◆ **DO THIS**: Please go through the stretch of items from the line that contains "wet mud -> point" through the line that contains "red flower -> point", switching "window" to "windowpane" and changing nothing else. Write out only those lines, and leave the picture lines out.

◆ **DATA LISTING**:
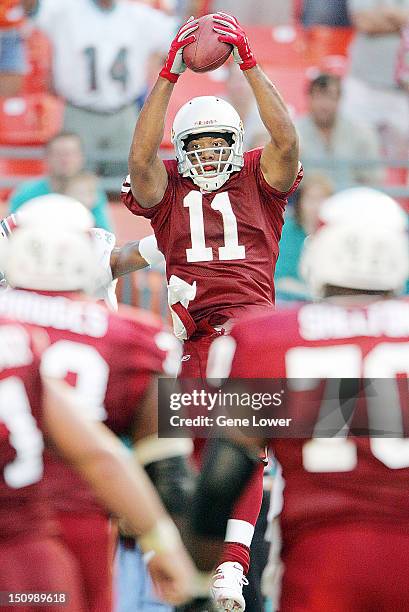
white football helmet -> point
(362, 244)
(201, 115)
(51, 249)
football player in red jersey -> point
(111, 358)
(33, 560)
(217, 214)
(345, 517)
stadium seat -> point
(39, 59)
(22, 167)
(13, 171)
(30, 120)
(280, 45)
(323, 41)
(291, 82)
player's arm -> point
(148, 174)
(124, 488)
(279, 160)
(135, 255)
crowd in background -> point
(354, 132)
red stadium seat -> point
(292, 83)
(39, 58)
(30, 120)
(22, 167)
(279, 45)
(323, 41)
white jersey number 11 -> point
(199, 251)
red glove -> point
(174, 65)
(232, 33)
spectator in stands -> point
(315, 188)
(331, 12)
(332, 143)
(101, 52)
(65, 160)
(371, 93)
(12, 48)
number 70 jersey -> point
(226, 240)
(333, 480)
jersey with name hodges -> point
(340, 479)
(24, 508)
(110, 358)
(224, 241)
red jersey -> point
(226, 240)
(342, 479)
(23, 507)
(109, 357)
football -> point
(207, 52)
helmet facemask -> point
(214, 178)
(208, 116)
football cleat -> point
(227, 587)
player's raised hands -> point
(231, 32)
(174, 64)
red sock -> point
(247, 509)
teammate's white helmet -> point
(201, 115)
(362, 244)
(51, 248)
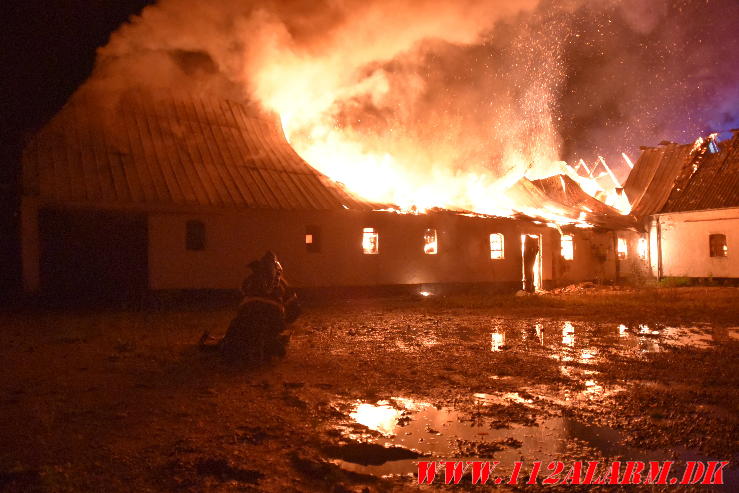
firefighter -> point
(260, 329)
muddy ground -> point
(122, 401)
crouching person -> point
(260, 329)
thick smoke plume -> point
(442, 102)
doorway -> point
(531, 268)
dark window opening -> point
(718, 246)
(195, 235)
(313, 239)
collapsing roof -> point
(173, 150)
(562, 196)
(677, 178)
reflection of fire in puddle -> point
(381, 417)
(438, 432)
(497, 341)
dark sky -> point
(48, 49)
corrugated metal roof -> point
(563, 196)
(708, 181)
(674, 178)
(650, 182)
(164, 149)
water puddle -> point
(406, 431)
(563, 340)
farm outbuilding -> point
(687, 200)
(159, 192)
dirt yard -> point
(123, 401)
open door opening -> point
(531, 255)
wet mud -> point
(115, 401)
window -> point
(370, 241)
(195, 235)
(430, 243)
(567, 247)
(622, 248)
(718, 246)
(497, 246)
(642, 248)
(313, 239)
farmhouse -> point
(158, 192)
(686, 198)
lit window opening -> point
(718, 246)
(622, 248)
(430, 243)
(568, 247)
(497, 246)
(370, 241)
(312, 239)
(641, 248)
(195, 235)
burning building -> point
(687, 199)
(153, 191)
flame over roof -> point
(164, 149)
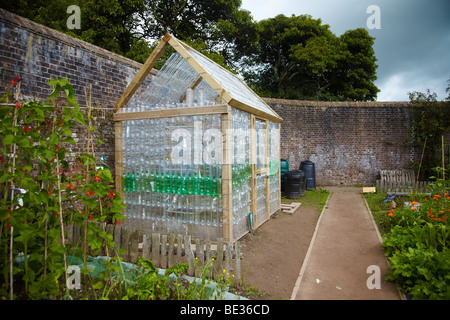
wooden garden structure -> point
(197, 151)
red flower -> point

* * *

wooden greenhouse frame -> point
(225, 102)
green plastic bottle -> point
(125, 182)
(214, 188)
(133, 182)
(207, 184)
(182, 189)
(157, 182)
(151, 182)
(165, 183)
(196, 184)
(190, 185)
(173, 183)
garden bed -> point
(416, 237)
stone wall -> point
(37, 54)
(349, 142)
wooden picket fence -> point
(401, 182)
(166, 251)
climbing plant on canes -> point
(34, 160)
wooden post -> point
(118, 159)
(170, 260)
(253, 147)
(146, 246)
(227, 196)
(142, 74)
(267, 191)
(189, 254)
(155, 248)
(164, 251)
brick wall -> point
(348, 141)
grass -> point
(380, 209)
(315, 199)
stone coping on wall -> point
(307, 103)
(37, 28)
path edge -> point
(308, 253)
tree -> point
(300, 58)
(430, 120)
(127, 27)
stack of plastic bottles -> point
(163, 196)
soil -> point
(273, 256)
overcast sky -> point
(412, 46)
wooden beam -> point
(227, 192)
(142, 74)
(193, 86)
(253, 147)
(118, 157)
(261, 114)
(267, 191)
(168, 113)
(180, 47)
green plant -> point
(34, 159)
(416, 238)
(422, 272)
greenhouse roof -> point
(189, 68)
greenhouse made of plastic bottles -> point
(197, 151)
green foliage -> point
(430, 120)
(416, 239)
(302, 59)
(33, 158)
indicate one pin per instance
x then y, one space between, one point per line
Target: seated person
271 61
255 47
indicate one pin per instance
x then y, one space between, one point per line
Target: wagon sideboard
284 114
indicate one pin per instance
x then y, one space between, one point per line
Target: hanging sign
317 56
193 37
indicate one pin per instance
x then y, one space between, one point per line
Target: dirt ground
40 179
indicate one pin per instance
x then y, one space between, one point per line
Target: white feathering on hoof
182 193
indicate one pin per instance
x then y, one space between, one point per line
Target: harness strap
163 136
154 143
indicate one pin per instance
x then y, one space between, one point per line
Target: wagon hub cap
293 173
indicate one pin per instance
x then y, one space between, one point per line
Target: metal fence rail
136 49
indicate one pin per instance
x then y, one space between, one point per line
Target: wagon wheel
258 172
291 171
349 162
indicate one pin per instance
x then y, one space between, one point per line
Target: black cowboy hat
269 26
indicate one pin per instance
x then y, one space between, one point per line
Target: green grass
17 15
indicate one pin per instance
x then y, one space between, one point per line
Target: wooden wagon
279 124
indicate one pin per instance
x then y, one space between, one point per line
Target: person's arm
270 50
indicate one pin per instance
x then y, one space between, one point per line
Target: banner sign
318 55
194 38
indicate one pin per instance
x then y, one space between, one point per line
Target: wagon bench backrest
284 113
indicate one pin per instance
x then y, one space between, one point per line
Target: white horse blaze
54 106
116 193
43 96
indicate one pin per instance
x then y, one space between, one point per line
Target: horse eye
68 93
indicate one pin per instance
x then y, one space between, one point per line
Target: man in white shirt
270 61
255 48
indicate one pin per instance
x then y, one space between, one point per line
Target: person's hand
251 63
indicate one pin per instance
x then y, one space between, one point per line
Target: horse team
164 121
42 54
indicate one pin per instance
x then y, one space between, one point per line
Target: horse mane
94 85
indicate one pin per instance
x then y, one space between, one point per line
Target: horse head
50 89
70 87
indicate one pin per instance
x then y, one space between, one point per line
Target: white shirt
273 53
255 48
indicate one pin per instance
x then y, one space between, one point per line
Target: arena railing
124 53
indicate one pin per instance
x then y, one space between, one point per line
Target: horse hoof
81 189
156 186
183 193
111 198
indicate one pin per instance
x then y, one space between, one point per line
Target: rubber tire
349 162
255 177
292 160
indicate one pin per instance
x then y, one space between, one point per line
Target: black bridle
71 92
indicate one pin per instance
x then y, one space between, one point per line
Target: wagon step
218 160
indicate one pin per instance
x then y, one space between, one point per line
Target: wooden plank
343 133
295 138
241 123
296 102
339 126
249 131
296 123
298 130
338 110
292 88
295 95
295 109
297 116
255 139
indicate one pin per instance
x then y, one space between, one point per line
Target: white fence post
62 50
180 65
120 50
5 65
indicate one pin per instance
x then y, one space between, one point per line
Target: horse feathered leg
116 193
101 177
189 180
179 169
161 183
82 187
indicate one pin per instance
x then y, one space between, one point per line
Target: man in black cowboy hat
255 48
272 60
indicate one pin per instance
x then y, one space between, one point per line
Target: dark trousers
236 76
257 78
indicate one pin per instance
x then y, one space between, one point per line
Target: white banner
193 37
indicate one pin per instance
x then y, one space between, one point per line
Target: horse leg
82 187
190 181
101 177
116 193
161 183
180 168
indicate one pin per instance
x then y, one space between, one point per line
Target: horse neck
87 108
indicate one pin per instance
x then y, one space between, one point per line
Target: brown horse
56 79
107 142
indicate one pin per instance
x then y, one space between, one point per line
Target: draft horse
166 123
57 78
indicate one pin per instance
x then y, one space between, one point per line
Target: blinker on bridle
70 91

◆ **RESULT OF THE TASK**:
wet mud -> point
(115, 401)
windowpane -> point
(370, 241)
(195, 235)
(430, 243)
(567, 247)
(622, 248)
(718, 246)
(497, 246)
(642, 248)
(313, 239)
farmhouse -> point
(158, 192)
(686, 198)
lit windowpane opening -> point
(718, 246)
(622, 248)
(430, 243)
(568, 247)
(497, 246)
(370, 241)
(312, 239)
(641, 248)
(195, 235)
burning building -> point
(687, 199)
(153, 191)
flame over roof -> point
(164, 149)
wooden garden structure -> point
(197, 151)
red flower -> point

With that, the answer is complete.